Resulta a veces difícil advertir los cambios en las personas que nos rodean en el día a día.

Nadie nos garantiza que no vayamos a dar un paso para caer en una nueva etapa, ya sea para bien o mal, que nos haga extraños y hasta irreconocibles ante los demás. En estos días de final de año asistimos a la ceremonia del recuento y los balances, los resúmenes y el análisis.

Un ejercicio, admito, en el que el tiempo sí se convierte en algo real, como si los meses que han pasado desde las últimas uvas se hubieran transformado en una sucesión de acontecimientos reducidos ya a la película de nuestra vida. Y resultaría apasionante asistir a una sesión de ese cine vital para descubrir eso mismo: cuánto hemos cambiado y esa cantidad de cosas que nos han ocurrido hasta llegar aquí, al umbral del 2017 si apenas darnos cuenta.

En ese afán tan nuestro por mirar a los demás, sería digno de estudio valorar cuánto hemos llorado y reído por una o mil cosas, si hemos amado lo suficiente para saber lo que es y, quizá, solo quizá, si podríamos reconocernos ante el espejo de los vaivenes.

Conjunto de datos:
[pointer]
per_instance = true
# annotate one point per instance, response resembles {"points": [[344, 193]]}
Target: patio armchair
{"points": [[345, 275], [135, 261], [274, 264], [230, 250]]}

Tareas:
1. En el fragmento sobre el final de año, ¿a qué umbral se ha llegado casi sin darse cuenta?
2. Enumera lo que forma parte de la ceremonia a la que, según el fragmento sobre el final de año, asistimos en estos días.
3. Continúa el fragmento sobre el final de año a partir de su última oración.

Respuestas:
1. Al umbral del 2017.

2.
- El recuento
- Los balances
- Los resúmenes
- El análisis

3.
Hace unos días asistí a un momento en el que, en el fragor de los brindis, adiviné que quienes estábamos allí no éramos quienes se tomaban las cervezas en verano, ni siquiera en otoño, porque tanto había pasado que ya nos costaba reconocer lo que hicimos entonces.

Miguel sigue en el hospital, esos amigos que eran pareja pasaron a otra página, Pepe se marchó lejos y ellas siguen creciendo para felicidad de todos. Hasta nacieron niñas y José se hizo padre.

Cerca, muy cerca, sigues estando siempre tú. Todos estábamos allí, sanos y salvos, para afrontar otro año, otra vida más que currarse. A pesar de nosotros, a pesar de los cambios.